His book of criticism, (小説神髓, Shōsetsu Shinzui), helped free novels and dramas from the low opinion that the Japanese had of such literature. Tsubouchi's writings on realism in literature influenced Masaoka Shiki's ideas about realism in haiku. Tsubouchi's novel, (當世書生氣質, Tōsei Shosei Katagi), was one of the earliest modern novels in Japan.

His Kabuki play (桐一葉, Kiri Hitoha) was influenced by his studies of both the famous Kabuki and Jōruri (puppet theater) dramatist Chikamatsu Monzaemon and William Shakespeare. The play, in turn, influenced modern Kabuki. He also did a complete translation of the plays of Shakespeare, written in the old-fashion language of Kabuki.
******************************
Set of tasks:
[1] Copy word for word the stretch of the passage on Tsubouchi from "His book of" through "language of Kabuki.".
[2] Add the next part of the passage on Tsubouchi, picking up right after its last sentence.
The listing has nothing to do with any of this.

Material supplied:
******************************
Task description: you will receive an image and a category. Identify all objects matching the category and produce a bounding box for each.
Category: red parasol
******************************
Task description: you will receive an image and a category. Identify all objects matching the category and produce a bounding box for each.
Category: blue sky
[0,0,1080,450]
******************************
Per-task outputs:
[1]
His book of criticism, (小説神髓, Shōsetsu Shinzui), helped free novels and dramas from the low opinion that the Japanese had of such literature. Tsubouchi's writings on realism in literature influenced Masaoka Shiki's ideas about realism in haiku. Tsubouchi's novel, (當世書生氣質, Tōsei Shosei Katagi), was one of the earliest modern novels in Japan.

His Kabuki play (桐一葉, Kiri Hitoha) was influenced by his studies of both the famous Kabuki and Jōruri (puppet theater) dramatist Chikamatsu Monzaemon and William Shakespeare. The play, in turn, influenced modern Kabuki. He also did a complete translation of the plays of Shakespeare, written in the old-fashion language of Kabuki.

[2]
His modern play, (新曲浦島, Shinkyoku Urashima), incorporating traditional dance and music, was a popular and critical success. The play was a retelling of a familiar Japanese folk-tale with a Rip Van Winkle-like protagonist, Urashima Tarō.

Besides Shakespeare, he also translated a number of other works from English into Japanese, including Sir Walter Scott's The Bride of Lammermoor (春風情話, Shunpū Jōwa) and Bulwer-Lytton's novel Rienzi, the Last of the Roman Tribunes (慨世士傳, Gaiseishiden).

Tsubouchi founded and edited the periodical (早稲田文学, Waseda Bungaku), which published from 1891 to 1898. Tsubouchi is also noted for the long running ronsō (literary dispute) that he carried on with Mori Ōgai.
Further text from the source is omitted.